Un blocco di dati:
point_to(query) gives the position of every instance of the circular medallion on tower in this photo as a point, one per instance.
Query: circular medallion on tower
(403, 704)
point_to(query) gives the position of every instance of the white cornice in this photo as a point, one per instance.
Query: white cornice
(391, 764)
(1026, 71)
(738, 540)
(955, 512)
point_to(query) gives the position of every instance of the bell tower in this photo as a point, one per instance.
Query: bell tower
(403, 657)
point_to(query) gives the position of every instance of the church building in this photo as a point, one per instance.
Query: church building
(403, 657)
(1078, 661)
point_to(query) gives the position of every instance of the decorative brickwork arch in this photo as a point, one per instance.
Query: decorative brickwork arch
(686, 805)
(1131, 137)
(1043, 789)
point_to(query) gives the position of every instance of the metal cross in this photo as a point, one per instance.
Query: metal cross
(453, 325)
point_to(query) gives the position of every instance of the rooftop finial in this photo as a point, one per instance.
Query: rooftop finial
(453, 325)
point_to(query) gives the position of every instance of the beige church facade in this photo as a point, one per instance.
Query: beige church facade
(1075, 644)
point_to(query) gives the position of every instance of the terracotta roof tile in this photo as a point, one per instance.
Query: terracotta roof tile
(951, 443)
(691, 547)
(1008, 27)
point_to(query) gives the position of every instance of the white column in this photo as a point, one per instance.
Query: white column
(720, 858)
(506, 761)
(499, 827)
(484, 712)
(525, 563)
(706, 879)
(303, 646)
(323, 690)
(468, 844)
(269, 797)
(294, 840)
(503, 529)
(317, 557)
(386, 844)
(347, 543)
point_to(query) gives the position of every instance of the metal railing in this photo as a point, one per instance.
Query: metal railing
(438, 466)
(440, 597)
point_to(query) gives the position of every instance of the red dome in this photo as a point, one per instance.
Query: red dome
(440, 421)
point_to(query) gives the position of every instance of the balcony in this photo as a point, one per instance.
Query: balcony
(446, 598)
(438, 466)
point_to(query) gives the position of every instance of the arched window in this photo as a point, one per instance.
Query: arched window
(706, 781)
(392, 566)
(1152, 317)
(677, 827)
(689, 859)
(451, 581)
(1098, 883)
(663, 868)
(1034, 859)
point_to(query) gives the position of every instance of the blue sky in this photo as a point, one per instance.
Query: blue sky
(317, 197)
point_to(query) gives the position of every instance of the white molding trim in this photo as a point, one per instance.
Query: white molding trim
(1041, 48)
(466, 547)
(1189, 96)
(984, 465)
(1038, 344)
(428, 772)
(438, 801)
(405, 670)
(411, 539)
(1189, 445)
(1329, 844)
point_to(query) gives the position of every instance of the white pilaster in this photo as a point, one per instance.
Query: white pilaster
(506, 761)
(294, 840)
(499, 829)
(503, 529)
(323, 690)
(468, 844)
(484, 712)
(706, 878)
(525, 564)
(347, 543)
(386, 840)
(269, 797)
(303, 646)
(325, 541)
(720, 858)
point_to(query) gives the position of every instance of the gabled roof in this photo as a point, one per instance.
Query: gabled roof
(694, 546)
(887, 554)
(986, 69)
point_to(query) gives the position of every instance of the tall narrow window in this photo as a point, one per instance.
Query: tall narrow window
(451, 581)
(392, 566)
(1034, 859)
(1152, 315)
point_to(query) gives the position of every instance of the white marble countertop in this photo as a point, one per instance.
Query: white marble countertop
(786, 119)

---

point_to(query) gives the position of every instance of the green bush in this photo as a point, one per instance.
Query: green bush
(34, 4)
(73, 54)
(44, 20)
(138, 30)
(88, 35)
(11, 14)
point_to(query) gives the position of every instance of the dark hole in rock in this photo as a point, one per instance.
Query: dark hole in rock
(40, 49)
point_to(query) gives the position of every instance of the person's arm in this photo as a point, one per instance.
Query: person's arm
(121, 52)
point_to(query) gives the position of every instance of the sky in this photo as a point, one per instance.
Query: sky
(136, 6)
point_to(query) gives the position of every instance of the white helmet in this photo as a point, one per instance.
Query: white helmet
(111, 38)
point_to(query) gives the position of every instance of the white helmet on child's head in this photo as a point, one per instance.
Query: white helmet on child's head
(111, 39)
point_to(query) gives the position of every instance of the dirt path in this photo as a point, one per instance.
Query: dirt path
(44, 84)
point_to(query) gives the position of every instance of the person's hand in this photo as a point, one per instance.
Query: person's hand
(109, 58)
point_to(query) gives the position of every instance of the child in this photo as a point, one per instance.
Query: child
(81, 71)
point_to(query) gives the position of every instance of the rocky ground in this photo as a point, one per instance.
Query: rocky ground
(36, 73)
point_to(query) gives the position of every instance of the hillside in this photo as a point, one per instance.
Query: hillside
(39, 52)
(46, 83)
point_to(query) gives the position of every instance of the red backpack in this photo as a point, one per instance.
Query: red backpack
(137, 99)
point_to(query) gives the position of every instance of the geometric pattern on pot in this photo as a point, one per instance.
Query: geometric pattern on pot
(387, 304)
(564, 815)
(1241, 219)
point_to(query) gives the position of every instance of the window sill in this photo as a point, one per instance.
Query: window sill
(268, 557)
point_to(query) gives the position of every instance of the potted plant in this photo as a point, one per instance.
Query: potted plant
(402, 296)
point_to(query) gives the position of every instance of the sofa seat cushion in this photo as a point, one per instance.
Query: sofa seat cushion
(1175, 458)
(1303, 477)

§ **Le tue istruzioni**:
Riporta come elenco numerato, tralasciando le righe vuote, il tratto che si apre con la riga contenente "point_to(query) gives the position of every instance of the sofa" e si chiude con quella contenente "(1303, 477)", entrambe comprese.

§ **Risposta svolta**:
1. point_to(query) gives the position of every instance of the sofa seat cushion in this photo as a point, one per instance.
2. Query: sofa seat cushion
3. (1175, 458)
4. (1303, 477)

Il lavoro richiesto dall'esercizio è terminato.